In investigating the world, similarities of form, structure and function are among the places where we begin to recognize the interrelationships of objects. Sixteenth-century collectors were fascinated by such correspondences and convergences, and were well versed in the poetics of visual comparison and what we would term interdisciplinary connections. In order to introduce the exhibition visitor to the associative process intrinsic to the sixteenth-century structure of knowledge, we set up three groups of objects at the entrance of our curiosity cabinet to serve as examples of how to "read" such a space.

The Pangolin and Pincone Effect

The grouping most central to an understanding of the sixteenth-century world view was a case containing a pinecone and a plastic pineapple set up next to a pangolin skin mounted on the wall. The visual structure of the surface of the pangolin, the pinecone and the pineapple reveal the repetition of simple geometric forms that create surfaces that are both decorative and protective. By grouping these three objects--a grouping unlikely to occur either in nature or in the contemporary classroom--we encouraged the viewer to consider the visual correspondences between objects, which in many cases may reveal other important connections. For example, etymologically, our word "pineapple" reflects the recognition of the similarity of form between the fruit and the pinecone, both of which contain edible interiors beneath their armored exteriors.


We also paired a display of plastic fruit (borrowed from the French department, which uses the fruit as a teaching tool) with a painting of a fruit still life. The juxtaposition suggests the different levels of reality, from the actual object to the two-dimensional rendition of it (perhaps recalling Plato's critique of the visual arts to the viewer's mind). But the hierarchy this set-up seems to imply is inverted when we consider the fact that the plastic fruit is itself an inexpensive representation while the painting is a valuable object in its own right.

The third pair was of a mounted caribou head and a wave form, carved from a plexiglass block for a machine to test wave formations for the Navy. The curves of the wave form echoed the antlers of the caribou, but the two objects also set up a contrast between nature and a high-tech imitation of it.

As whimsical as these juxtapositions seem to the modern eye, they do point out an important function of the Curiosity Cabinet. Through the diversity and the sheer abundance of objects assembled within it, the Cabinet of Curiosity permitted scholars to perform comparative analysis of materials, to begin to sort out the norms and the extremes of different categories. Much of modern science and virtually all of the modern humanities use comparative analysis of examples or specimens as the basic technique for studying their subject matter. Just as in the sixteenth century, repetition of forms and even objects across disciplinary boundaries is common, and helps us to recognize common interests or distinguish divergent goals. For the sixteenth century, such echoes confirmed the sense of an underlying logic to the world at large. For us, it allows us to recognize that objects within the world yield different sorts of information, or have different values, according to the questions we ask about them. In all cases, comparison requires access to a large enough body of material to make such analysis meaningful. This is one of the most important functions of university collections today, and was one of the primary motivations for assembling collections in the past.

-----

Decide whether each statement agrees with the curiosity cabinet text, answering yes or no and quoting the words that settle it: (a) The plastic fruit came from the French department. (b) The wave form was carved from a block of wood. (c) The pangolin skin was displayed inside the case with the pinecone.

Data records:
-----

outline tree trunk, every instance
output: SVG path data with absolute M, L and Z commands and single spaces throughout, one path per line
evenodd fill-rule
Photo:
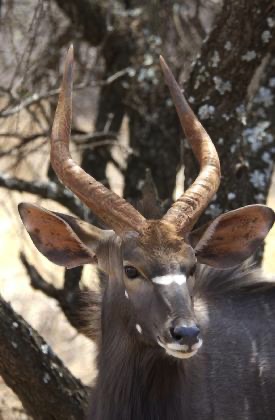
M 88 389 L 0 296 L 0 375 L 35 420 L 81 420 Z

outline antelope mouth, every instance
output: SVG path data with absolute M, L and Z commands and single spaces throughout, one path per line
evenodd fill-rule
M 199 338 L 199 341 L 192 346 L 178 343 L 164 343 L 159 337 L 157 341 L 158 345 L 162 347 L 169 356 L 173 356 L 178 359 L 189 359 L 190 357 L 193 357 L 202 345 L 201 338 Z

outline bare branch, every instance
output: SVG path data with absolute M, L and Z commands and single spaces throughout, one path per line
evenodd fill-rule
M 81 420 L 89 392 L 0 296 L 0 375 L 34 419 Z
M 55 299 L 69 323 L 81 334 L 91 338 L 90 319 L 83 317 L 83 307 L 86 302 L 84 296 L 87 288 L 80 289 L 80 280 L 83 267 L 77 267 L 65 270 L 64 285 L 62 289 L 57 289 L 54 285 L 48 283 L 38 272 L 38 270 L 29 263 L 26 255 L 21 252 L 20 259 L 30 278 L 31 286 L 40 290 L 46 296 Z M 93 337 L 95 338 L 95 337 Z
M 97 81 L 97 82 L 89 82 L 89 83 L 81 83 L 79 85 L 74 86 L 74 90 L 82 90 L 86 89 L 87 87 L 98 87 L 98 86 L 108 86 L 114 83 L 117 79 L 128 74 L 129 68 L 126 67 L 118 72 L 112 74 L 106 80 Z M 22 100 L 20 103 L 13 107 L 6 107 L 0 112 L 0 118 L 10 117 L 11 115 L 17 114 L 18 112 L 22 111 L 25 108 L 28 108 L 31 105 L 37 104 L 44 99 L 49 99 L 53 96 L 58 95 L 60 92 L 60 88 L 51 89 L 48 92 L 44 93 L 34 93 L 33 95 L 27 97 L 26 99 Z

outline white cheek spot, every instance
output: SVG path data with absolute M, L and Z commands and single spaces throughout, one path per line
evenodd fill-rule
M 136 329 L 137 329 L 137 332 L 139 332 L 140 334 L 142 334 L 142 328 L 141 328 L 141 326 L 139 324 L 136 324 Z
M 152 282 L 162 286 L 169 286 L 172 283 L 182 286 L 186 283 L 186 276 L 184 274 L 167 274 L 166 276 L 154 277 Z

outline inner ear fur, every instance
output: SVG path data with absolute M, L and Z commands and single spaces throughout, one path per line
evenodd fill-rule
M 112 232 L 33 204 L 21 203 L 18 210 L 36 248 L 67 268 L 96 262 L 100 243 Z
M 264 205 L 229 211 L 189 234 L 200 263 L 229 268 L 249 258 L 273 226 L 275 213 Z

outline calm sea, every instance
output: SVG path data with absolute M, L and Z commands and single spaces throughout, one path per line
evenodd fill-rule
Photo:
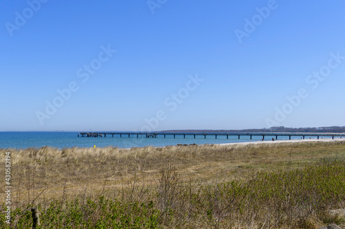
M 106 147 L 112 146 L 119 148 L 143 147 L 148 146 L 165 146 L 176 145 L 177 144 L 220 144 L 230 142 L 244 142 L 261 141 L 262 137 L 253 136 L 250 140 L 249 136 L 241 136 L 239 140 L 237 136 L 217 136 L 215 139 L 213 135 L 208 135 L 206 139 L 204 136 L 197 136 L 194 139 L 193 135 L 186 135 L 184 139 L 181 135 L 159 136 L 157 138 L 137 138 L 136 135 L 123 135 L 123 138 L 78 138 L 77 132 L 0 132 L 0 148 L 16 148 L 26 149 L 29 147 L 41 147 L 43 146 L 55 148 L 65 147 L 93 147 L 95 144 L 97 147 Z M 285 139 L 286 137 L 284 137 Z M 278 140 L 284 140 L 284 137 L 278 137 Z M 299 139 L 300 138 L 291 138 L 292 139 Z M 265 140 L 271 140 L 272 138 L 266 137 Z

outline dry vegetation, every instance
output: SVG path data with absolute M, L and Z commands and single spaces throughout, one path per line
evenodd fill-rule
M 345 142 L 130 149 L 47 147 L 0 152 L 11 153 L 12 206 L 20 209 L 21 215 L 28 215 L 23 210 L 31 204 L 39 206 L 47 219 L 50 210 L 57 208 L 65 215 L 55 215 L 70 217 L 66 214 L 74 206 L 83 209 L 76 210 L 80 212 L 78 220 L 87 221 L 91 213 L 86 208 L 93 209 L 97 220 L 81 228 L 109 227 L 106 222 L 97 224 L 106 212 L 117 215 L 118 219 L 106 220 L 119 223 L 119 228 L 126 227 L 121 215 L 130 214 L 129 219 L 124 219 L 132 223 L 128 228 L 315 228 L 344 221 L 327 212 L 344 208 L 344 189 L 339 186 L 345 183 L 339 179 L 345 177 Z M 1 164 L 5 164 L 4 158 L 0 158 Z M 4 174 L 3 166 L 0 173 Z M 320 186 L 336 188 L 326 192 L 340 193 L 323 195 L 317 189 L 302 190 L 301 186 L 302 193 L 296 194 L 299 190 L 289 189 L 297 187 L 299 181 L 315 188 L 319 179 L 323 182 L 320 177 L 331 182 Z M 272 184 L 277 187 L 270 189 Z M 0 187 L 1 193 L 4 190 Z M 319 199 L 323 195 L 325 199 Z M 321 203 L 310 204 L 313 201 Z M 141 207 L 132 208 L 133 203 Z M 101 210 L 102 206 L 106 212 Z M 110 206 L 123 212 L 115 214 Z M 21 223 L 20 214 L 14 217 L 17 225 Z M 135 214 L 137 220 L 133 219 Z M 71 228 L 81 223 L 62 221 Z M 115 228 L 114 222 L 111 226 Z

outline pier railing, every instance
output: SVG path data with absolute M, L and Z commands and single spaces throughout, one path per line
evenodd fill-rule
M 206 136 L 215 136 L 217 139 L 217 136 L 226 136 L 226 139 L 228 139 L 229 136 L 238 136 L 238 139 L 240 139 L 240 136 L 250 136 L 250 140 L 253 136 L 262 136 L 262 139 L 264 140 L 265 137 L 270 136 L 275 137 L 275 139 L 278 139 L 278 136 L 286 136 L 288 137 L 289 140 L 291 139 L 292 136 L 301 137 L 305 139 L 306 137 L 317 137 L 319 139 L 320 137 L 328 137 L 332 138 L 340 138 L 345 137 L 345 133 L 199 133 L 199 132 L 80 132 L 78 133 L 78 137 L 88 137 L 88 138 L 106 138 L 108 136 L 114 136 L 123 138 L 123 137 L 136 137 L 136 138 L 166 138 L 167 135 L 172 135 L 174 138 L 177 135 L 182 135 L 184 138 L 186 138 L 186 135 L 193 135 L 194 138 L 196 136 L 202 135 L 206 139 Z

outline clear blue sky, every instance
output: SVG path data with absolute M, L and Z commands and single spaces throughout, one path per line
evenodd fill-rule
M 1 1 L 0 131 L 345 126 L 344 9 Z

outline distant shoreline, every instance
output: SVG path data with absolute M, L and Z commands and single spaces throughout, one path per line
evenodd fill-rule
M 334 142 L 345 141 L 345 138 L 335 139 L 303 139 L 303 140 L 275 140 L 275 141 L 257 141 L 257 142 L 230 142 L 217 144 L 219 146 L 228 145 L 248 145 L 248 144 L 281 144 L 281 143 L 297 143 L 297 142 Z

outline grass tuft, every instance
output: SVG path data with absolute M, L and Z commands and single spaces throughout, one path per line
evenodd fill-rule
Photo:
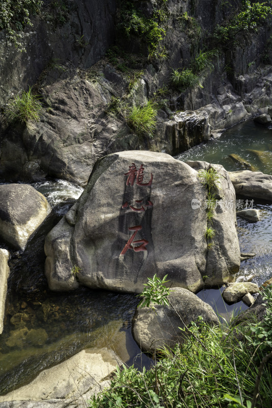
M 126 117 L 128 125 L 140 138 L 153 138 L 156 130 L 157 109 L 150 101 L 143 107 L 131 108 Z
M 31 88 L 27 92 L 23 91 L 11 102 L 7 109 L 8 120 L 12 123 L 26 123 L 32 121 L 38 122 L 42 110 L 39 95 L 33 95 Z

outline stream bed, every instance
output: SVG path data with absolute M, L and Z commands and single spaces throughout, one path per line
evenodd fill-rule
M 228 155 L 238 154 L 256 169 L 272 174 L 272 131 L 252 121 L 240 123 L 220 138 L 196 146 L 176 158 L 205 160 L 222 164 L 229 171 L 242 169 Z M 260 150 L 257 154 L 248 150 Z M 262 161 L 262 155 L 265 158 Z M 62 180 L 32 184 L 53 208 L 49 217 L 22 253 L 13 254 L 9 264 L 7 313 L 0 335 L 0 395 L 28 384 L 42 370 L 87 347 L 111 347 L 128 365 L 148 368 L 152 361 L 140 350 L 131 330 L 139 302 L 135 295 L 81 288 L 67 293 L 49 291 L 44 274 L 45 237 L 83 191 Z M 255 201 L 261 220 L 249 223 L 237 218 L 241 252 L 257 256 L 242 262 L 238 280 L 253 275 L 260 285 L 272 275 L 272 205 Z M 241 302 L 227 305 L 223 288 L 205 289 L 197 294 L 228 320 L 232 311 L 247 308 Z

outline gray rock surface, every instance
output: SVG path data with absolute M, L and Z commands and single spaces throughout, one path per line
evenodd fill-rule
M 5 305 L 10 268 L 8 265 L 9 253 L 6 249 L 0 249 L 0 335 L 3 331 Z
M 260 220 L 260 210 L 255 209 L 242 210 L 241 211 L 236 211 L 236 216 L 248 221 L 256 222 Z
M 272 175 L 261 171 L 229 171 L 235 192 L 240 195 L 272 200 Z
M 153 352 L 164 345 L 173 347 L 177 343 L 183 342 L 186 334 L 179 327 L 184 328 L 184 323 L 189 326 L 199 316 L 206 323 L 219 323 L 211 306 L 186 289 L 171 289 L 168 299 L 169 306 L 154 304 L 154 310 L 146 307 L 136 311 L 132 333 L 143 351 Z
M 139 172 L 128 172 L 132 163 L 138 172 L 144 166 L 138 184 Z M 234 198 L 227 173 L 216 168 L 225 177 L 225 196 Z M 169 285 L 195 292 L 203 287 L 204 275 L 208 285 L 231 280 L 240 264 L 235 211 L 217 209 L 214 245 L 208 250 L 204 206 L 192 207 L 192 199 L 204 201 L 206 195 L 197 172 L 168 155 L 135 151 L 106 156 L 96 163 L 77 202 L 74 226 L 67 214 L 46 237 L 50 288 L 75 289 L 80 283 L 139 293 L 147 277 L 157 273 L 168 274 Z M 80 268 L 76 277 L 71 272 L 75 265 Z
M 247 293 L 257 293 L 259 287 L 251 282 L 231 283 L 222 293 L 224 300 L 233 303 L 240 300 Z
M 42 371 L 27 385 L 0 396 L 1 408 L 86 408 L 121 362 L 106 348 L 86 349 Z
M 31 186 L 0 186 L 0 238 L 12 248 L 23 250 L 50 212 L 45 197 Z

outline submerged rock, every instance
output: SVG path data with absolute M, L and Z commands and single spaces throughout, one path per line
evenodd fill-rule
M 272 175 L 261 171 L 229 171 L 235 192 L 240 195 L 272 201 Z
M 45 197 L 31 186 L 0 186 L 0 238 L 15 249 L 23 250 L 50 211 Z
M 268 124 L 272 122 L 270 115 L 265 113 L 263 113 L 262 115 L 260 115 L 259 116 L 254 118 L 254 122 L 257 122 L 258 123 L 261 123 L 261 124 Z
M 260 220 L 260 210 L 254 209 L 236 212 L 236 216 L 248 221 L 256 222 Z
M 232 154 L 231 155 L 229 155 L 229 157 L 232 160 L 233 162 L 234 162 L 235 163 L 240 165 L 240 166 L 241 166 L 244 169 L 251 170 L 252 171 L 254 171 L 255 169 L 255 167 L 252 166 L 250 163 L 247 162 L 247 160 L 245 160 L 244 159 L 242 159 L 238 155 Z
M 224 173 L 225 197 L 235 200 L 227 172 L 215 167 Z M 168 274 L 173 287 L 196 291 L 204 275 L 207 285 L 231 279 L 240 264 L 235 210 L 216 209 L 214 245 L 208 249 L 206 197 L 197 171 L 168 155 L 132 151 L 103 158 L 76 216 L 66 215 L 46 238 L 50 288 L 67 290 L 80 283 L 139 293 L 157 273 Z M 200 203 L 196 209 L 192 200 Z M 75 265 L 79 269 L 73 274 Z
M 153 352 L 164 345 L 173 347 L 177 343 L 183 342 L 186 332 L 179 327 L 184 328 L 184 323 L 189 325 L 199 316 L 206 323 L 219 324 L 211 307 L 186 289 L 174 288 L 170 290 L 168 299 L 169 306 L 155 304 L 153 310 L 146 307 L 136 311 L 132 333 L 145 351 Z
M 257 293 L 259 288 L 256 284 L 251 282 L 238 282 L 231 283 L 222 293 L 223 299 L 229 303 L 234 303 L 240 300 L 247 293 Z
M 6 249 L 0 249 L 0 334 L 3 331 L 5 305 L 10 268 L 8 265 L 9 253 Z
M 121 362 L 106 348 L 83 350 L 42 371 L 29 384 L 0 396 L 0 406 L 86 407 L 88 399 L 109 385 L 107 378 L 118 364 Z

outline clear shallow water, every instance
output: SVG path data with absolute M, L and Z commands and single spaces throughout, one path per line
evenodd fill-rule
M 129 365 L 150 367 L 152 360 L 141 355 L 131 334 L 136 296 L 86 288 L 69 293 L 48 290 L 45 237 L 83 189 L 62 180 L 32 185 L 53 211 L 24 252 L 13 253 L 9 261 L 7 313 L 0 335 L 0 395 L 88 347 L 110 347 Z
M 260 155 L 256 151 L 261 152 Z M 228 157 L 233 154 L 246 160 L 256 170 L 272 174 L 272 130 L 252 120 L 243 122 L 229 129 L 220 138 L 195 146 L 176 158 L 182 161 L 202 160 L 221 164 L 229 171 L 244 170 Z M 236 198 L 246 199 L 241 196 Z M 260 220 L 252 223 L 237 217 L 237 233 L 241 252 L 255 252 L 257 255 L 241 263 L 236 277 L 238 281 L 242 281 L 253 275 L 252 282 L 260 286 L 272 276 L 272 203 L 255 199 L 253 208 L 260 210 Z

-----

### SOLVED EXERCISE
(a) Yes: "borrowed from the French department, which uses the fruit as a teaching tool"
(b) No: "carved from a plexiglass block"
(c) No: "a case containing a pinecone and a plastic pineapple set up next to a pangolin skin mounted on the wall"